■ Written request ■
Write out each of the following entries verbatim, keeping every line unchanged.

#### Listed records

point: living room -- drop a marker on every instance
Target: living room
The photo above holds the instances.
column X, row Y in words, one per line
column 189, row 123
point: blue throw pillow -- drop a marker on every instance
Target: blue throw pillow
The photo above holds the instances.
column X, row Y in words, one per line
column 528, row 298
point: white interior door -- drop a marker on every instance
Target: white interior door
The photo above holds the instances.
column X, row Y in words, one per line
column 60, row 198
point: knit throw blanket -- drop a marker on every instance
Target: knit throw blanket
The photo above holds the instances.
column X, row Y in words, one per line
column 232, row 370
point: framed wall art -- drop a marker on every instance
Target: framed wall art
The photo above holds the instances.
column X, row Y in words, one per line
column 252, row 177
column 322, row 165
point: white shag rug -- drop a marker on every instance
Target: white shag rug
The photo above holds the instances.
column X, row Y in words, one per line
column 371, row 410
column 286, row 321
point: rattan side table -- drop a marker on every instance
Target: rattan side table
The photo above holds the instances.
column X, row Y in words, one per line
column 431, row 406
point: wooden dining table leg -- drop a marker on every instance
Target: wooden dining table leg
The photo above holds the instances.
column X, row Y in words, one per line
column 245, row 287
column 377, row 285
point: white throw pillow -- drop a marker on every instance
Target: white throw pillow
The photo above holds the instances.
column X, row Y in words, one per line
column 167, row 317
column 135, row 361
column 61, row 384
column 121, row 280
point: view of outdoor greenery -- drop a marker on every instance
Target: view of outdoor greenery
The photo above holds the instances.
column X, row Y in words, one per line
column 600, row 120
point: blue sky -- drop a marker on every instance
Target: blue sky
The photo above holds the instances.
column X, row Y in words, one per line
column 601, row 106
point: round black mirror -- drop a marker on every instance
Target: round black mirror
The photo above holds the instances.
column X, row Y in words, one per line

########

■ Result below ■
point: living room -- drop a marker on every instance
Target: living room
The photo above holds the instances.
column X, row Y in words, one per line
column 189, row 123
point: blue throw pillow -- drop a marker on every instance
Target: blue throw pillow
The photo above holds the instances.
column X, row Y in words, one per line
column 528, row 298
point: white interior door -- drop a marker on every instance
Target: white interior door
The photo above holds the instances.
column X, row Y in words, one per line
column 60, row 198
point: knit throw blanket -- drop a marker on every instance
Target: knit throw blanket
The photo above holds the instances.
column X, row Y in words, one per line
column 232, row 370
point: framed wall art -- drop a marker on every instance
Target: framed wall art
The photo above holds the instances.
column X, row Y in words, one per line
column 252, row 177
column 322, row 165
point: white shag rug -- drop a marker on every instance
Target: white shag rug
The photo above holds the instances.
column X, row Y in words, one per line
column 371, row 410
column 286, row 321
point: rattan side table -- drop a marker on every instance
Target: rattan side table
The photo above holds the instances.
column X, row Y in words, one per line
column 431, row 406
point: wooden dining table leg -- drop a marker on every instance
Target: wooden dining table leg
The photo above holds the instances.
column X, row Y in words, one per line
column 245, row 287
column 377, row 285
point: white throw pillow -- drop a marker on every instance
Target: white throw pillow
The photo above holds the instances.
column X, row Y in words, one per line
column 167, row 317
column 135, row 361
column 61, row 384
column 121, row 280
point: view of outdoor greenery -- drop a marker on every instance
Target: view of outdoor greenery
The photo above holds the instances.
column X, row Y in words, one per line
column 600, row 120
point: blue sky -- drop a marker on every instance
Target: blue sky
The photo above holds the instances.
column X, row Y in words, one per line
column 601, row 106
point: round black mirror -- drop a marker on every instance
Target: round black mirror
The photo above holds the instances.
column X, row Y in words, one per line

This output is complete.